▶ **WORK TO BE COMPLETED**
Rewrite the stretch from the start of the records through the line containing "314;394;370;437", keeping every line including the requests, but multiply each bounding-box coordinate in the answers by 1.5 and round it to a whole number, halves up. Leave the numbers in the requests and their format samples unchanged, and leave the pictures out.

## Start RECORDS PROVIDED

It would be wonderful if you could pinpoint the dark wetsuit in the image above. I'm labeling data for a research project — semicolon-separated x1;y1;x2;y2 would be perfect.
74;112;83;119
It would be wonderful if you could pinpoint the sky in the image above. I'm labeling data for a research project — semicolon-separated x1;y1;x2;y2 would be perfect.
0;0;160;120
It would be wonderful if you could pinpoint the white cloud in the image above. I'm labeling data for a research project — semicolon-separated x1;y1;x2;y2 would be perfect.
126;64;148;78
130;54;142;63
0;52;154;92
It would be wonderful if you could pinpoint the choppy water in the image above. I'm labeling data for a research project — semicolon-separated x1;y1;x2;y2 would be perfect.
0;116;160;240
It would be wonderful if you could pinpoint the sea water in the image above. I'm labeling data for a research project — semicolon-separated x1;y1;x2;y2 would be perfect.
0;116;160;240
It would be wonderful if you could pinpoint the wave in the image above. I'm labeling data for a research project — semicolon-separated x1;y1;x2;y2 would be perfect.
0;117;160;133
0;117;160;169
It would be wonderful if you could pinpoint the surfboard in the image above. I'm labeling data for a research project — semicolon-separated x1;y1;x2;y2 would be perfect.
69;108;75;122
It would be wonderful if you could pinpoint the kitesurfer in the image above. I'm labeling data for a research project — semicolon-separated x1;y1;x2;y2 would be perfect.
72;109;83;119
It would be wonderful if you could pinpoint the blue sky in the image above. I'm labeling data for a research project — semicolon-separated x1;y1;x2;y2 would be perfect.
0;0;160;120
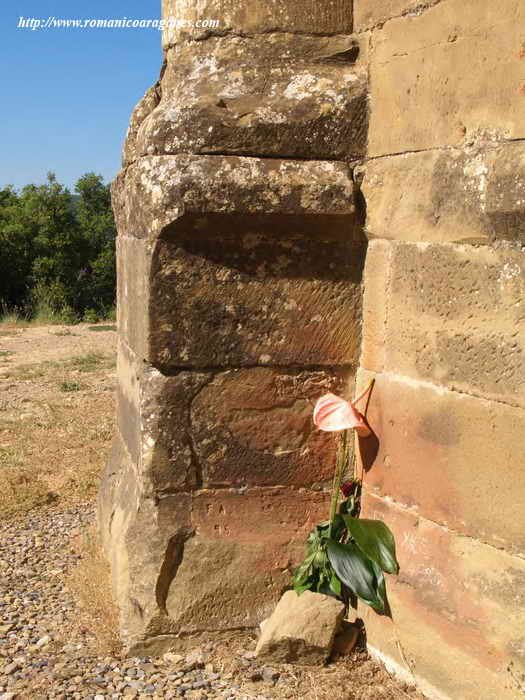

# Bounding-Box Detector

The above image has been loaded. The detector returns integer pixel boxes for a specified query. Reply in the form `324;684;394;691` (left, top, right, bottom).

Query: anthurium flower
341;481;354;498
314;394;370;437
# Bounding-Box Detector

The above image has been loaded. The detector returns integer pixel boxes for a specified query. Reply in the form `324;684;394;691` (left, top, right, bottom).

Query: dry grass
0;353;114;517
67;527;122;656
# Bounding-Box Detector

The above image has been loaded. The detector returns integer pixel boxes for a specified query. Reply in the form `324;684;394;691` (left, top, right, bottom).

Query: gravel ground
0;505;421;700
0;325;421;700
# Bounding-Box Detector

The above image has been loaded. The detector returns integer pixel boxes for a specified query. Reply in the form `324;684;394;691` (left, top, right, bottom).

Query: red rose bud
341;481;354;498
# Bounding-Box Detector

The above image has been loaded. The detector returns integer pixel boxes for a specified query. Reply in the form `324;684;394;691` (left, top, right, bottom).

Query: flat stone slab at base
256;591;345;665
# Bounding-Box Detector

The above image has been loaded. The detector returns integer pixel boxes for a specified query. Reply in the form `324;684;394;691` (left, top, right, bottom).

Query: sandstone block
364;244;525;408
360;240;392;372
191;367;346;488
359;372;525;554
354;0;424;32
256;591;345;665
162;0;352;47
362;143;525;243
125;33;368;162
192;486;330;540
112;155;356;243
117;342;211;494
369;0;525;156
98;433;192;649
166;488;329;633
360;494;525;700
115;156;364;369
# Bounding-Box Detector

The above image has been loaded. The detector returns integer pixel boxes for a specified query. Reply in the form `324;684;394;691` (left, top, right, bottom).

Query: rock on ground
256;591;345;665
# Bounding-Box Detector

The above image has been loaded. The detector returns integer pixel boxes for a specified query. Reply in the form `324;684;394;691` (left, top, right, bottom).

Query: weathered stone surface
484;142;525;244
354;0;428;32
369;0;525;156
162;0;352;47
116;234;152;358
112;155;356;242
114;156;364;368
362;140;525;243
117;342;212;494
125;33;368;162
98;434;329;654
166;488;329;632
360;492;525;700
98;433;192;648
359;371;525;554
192;486;330;544
256;591;345;665
191;368;348;488
365;243;525;408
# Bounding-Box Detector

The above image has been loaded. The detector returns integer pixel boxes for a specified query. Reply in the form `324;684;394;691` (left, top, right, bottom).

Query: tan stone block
378;244;525;408
354;0;424;32
255;591;345;666
112;154;357;241
192;487;330;544
98;433;192;649
362;149;493;243
191;367;348;488
147;234;364;369
133;33;368;160
117;342;212;494
360;240;392;372
114;156;364;369
162;0;352;46
369;0;525;156
117;232;152;358
360;494;525;700
361;143;525;243
358;371;525;553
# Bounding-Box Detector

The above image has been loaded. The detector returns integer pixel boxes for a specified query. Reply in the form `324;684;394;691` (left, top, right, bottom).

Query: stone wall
99;0;368;653
99;0;525;700
355;0;525;700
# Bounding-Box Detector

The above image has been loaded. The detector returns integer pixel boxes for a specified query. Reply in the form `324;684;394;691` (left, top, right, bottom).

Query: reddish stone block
360;494;525;700
358;371;525;553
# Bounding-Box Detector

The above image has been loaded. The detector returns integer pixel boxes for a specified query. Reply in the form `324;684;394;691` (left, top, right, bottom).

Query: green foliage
0;173;116;323
293;482;399;613
59;380;82;392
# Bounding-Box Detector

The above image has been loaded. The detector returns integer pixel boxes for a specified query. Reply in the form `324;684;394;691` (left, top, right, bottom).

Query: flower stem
328;430;348;537
352;379;376;406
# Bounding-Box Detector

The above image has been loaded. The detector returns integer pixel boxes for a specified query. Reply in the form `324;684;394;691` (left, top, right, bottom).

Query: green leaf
330;572;342;598
372;561;387;611
293;579;316;595
327;540;384;612
343;515;399;574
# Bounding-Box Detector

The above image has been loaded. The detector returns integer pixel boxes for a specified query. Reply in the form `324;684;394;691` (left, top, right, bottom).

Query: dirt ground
0;324;422;700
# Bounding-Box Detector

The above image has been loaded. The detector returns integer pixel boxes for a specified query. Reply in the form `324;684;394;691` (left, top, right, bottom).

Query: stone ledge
360;140;525;244
124;33;368;163
360;487;525;700
358;370;525;555
162;0;352;48
362;240;525;408
113;155;356;239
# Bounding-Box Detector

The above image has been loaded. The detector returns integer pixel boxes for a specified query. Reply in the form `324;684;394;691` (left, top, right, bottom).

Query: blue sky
0;0;162;189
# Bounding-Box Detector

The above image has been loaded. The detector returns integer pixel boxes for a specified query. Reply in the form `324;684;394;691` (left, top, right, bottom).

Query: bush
82;309;100;323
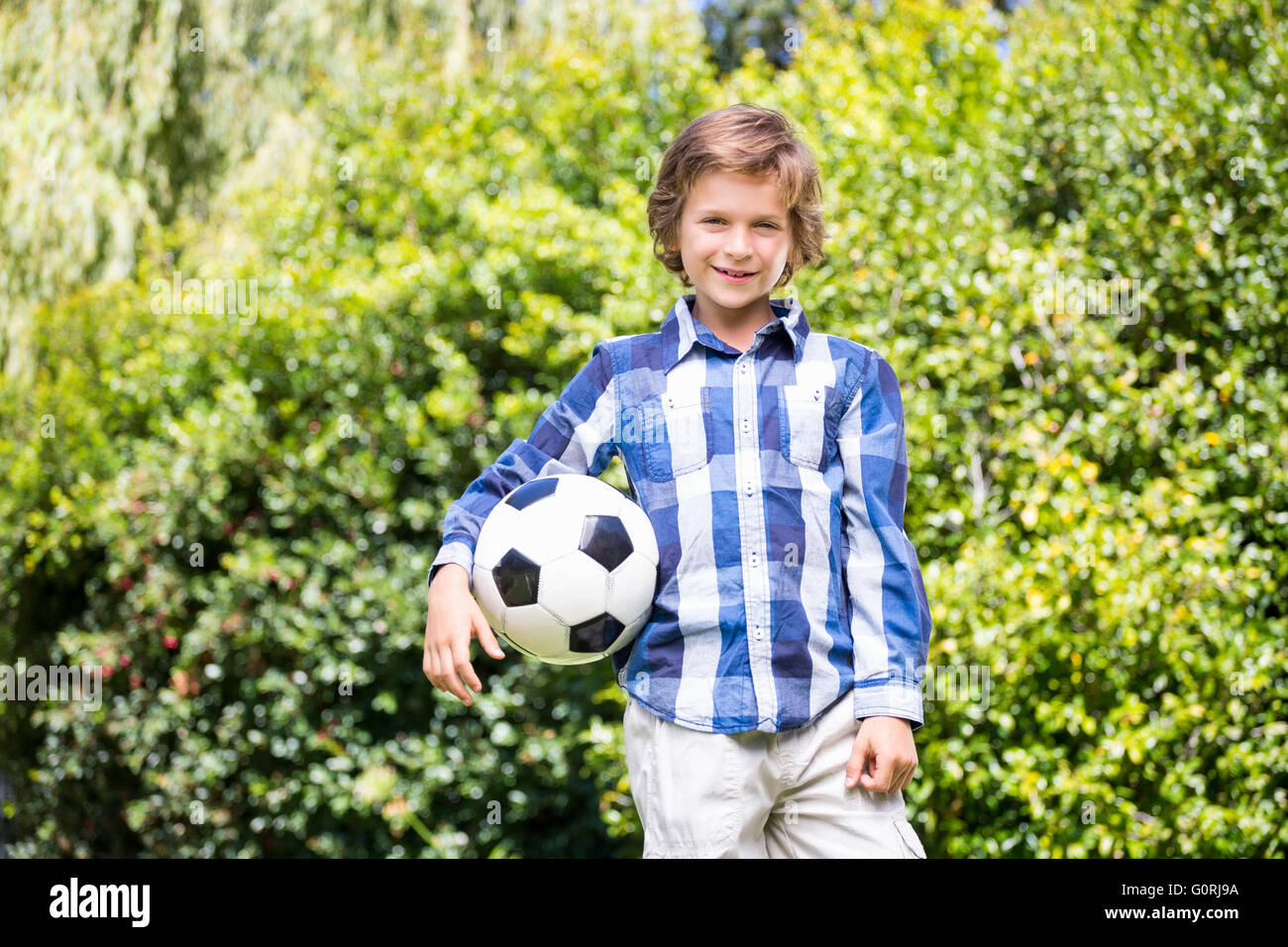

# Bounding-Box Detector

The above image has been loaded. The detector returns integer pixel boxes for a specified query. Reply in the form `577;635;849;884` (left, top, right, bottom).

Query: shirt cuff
854;683;924;730
426;543;474;594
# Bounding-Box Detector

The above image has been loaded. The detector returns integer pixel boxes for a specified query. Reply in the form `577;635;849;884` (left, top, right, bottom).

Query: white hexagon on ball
537;550;608;625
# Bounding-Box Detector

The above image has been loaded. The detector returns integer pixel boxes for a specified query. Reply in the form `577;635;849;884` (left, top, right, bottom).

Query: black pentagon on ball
568;613;626;655
505;476;559;510
581;517;635;573
492;549;541;607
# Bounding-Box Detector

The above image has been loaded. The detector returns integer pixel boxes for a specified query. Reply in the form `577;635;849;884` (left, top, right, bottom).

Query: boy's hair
648;102;827;286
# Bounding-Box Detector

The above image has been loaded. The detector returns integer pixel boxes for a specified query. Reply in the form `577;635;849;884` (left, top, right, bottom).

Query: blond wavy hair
648;102;827;287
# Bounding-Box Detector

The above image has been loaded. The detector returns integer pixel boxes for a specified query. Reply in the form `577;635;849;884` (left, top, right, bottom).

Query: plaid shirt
429;294;931;733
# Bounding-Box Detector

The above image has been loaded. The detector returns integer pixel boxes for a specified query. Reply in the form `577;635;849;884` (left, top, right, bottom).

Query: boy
424;104;931;858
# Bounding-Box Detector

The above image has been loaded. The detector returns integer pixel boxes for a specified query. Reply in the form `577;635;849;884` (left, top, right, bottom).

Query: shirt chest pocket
778;384;837;471
640;386;715;481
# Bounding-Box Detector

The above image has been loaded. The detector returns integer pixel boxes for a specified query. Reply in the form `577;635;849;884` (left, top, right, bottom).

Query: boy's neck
691;294;777;352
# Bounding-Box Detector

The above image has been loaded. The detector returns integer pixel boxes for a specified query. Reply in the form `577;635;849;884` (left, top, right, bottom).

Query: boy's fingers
452;638;483;693
438;647;469;703
474;612;505;657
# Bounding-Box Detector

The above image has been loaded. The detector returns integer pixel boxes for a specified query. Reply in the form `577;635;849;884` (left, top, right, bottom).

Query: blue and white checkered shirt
429;294;931;733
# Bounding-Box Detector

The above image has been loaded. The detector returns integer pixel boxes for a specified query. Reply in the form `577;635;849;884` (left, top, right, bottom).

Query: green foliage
0;0;1288;857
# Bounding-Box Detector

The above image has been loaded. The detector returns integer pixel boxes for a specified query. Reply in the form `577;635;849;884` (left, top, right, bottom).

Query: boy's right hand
424;563;505;706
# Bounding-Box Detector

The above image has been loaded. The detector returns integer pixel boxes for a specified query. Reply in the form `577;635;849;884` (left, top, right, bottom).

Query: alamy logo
151;270;259;326
0;659;103;710
49;878;152;927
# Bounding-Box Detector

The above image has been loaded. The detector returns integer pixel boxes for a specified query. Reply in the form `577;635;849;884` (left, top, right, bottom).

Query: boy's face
680;171;793;325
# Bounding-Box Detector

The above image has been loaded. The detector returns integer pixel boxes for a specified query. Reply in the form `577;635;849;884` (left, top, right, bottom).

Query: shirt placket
733;335;778;732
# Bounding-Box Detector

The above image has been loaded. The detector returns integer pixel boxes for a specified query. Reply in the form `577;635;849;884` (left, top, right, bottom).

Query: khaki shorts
622;693;926;858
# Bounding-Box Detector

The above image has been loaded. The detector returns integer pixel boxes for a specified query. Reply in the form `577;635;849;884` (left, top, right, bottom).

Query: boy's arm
429;342;617;591
837;352;931;730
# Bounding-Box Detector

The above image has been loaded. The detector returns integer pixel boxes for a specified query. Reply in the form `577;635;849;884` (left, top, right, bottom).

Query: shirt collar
660;292;808;372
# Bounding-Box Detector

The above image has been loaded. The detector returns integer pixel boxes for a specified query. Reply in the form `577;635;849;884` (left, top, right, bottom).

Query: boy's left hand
845;716;917;792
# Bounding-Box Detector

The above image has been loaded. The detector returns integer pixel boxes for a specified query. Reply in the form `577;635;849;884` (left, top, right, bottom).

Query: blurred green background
0;0;1288;857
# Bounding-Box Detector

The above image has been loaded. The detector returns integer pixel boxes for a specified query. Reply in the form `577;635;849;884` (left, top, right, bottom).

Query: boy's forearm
429;562;471;590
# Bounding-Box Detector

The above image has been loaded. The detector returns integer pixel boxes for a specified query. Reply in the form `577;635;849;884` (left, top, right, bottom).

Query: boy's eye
702;217;778;231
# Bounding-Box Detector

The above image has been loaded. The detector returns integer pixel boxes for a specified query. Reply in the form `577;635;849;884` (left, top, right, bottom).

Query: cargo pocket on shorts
890;815;926;858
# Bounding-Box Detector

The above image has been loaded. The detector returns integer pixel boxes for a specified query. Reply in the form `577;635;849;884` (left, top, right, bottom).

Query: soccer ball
474;474;658;665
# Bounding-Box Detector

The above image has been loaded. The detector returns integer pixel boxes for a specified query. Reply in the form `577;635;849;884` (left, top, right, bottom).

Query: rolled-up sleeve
428;343;617;590
837;349;931;730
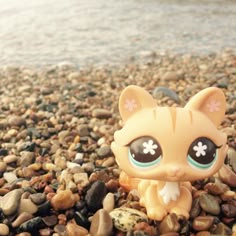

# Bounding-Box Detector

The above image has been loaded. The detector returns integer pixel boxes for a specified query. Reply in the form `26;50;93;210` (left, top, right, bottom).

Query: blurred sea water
0;0;236;66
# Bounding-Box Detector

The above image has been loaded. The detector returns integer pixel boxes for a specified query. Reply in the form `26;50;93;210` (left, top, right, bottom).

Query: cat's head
112;85;228;181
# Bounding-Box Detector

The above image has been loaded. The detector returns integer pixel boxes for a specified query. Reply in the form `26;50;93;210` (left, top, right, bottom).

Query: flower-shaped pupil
129;136;162;167
188;137;217;169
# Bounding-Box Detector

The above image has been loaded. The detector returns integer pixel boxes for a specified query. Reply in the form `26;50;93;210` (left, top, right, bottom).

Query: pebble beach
0;50;236;236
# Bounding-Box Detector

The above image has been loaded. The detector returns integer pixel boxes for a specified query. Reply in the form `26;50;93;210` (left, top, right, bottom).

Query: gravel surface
0;50;236;236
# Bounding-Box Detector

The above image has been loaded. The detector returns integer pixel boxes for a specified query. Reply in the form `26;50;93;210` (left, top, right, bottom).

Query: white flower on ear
143;139;158;155
193;142;207;157
207;100;221;112
125;99;137;112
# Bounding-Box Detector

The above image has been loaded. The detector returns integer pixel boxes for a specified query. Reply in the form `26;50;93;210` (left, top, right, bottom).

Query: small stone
8;115;26;127
66;223;88;236
189;198;201;219
58;130;70;143
18;216;43;232
12;212;33;228
0;223;10;236
102;157;115;167
221;202;236;218
51;189;78;210
97;146;112;158
110;207;148;232
78;124;90;137
19;151;34;167
0;189;23;216
18;199;38;215
134;222;157;236
42;215;57;227
90;209;113;236
73;172;89;188
39;228;52;236
102;193;115;213
92;108;112;119
210;222;232;235
159;214;181;234
0;161;7;173
74;211;91;229
30;193;46;205
85;180;107;212
218;165;236;187
3;172;18;183
204;182;229;195
161;71;183;81
152;87;180;104
16;232;32;236
195;231;212;236
199;193;220;215
3;155;18;164
193;216;214;231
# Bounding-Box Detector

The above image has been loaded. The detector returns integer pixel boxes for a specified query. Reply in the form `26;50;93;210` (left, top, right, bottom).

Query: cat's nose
168;166;183;177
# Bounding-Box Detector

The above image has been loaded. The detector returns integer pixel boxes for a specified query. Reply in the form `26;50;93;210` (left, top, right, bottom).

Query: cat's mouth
166;166;185;181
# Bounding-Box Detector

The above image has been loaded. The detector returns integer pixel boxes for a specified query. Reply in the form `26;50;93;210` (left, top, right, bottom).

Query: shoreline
0;51;236;236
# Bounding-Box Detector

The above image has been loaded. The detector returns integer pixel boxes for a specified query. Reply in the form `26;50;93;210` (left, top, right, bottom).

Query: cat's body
112;86;227;220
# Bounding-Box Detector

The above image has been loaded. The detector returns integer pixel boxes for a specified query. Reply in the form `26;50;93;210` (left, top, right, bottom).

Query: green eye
188;137;218;169
128;136;162;168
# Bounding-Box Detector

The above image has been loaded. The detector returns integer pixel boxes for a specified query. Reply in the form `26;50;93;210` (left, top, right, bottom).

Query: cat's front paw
170;207;189;219
147;207;167;221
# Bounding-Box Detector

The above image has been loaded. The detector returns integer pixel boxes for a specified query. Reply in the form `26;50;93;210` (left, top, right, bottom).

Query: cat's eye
129;136;162;168
188;137;219;169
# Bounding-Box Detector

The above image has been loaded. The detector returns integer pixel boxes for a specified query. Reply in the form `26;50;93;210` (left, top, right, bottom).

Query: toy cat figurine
111;85;228;220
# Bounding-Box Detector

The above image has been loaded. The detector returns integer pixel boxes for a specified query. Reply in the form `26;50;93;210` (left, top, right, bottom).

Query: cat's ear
119;85;157;122
185;87;226;126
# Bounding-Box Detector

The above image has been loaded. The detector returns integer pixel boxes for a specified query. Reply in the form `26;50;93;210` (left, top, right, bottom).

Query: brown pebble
51;190;79;210
0;223;10;236
193;216;214;231
204;182;229;195
53;224;66;236
195;231;211;236
0;161;7;173
39;228;52;236
43;215;58;227
211;222;232;235
90;209;113;236
159;214;180;234
92;108;112;119
16;232;32;236
219;165;236;187
134;222;157;236
221;203;236;218
199;193;220;215
12;212;33;228
66;222;88;236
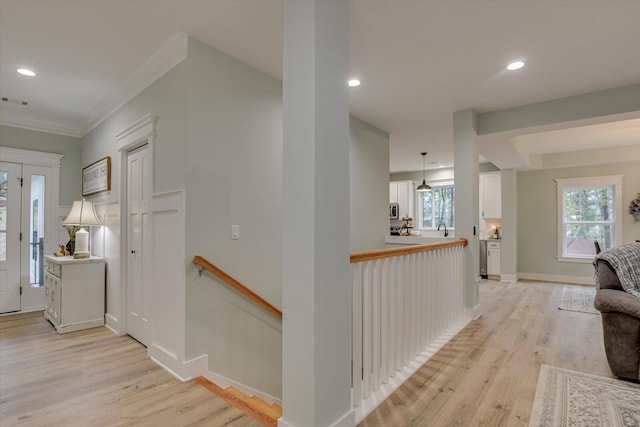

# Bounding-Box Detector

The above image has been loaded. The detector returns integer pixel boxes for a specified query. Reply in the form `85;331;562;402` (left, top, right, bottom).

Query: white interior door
0;162;22;313
127;145;153;345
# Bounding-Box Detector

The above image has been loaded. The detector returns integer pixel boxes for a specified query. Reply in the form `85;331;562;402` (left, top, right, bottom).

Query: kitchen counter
384;236;457;246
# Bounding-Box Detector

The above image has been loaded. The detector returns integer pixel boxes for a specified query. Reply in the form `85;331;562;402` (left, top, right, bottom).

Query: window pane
433;187;454;228
564;187;614;221
565;224;613;256
0;172;7;231
29;175;45;287
422;191;433;227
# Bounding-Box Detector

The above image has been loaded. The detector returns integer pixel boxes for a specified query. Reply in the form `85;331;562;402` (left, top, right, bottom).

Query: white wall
517;161;640;282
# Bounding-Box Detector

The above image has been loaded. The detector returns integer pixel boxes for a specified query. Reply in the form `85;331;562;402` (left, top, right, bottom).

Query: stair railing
193;255;282;320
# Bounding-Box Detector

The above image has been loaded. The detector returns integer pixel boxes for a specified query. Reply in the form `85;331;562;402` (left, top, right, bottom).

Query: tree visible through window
557;177;621;259
419;185;454;228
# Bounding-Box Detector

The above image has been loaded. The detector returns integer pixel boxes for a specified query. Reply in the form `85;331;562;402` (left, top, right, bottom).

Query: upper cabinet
480;172;502;218
389;181;414;219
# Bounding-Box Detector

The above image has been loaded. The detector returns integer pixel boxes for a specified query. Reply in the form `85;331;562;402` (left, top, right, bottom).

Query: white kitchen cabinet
480;172;502;219
389;181;414;219
44;255;105;334
487;241;500;277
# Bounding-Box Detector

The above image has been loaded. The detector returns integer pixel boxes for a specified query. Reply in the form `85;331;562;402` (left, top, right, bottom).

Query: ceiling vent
2;96;29;107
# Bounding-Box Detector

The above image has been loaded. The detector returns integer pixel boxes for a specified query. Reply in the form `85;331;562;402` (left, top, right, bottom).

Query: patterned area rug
529;365;640;427
558;286;600;314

## End RECORDS PROVIDED

▶ **SOLUTION TO THIS EXERCISE**
It would be wonderful if you could pinpoint the dark wetsuit in the image above. I'm labeling data for a research project — semicolon-separated x1;y1;x2;y2 would be perfect.
111;168;125;179
It would be wonderful if you could pinpoint the sky in the image above. I'm labeling data for a research project — semicolon-separated x1;y1;x2;y2 would be perfect.
0;0;240;180
It would be wonderful if you could pinpoint the white cloud in the image above. I'm labeling data for a research project — semicolon-separated x1;y1;x2;y2 would be perfect.
189;96;222;117
195;81;213;95
0;78;231;138
It would be wonderful if you could pinpoint the choppy water in the image above. I'm labeling data for a research project — semicolon-separated x1;y1;x2;y2 would be perfect.
0;174;240;360
It would be wonderful if you could pinpoint the sea water in the image above. I'm labeling data for a research project — semicolon-separated x1;y1;x2;y2 would be perfect.
0;174;240;360
It would be wonderful if you could pinpoint the wave in the image above. I'm labeling data for a research project — semicolon-separated x1;y1;x2;y2 would be perfect.
0;176;240;200
0;176;240;254
It would be wonderful if you could pinpoint the surfboard in the image above. I'm labeling data for a research project — semicolon-separated x1;y1;x2;y2 would be perfect.
104;162;113;183
It would be wonderful if you could pinpoint the kitesurfer in the image above. I'm labeling data for a research project — semicolon-separated x1;y1;x2;y2 would be perfect.
108;164;125;179
It would be wonderful if you could pinpoint the blue sky in the image above. I'm labeling data for a research project — semicolon-separated x1;y1;x2;y2 would be perfect.
0;0;240;180

# Bounding-Box Detector

The above image has been loaded. The detector returns integer pixel boxes for a specified query. Reply in the form `324;684;394;691` (left, top, right, bottom).

Query: anthurium flower
512;722;531;747
471;591;555;656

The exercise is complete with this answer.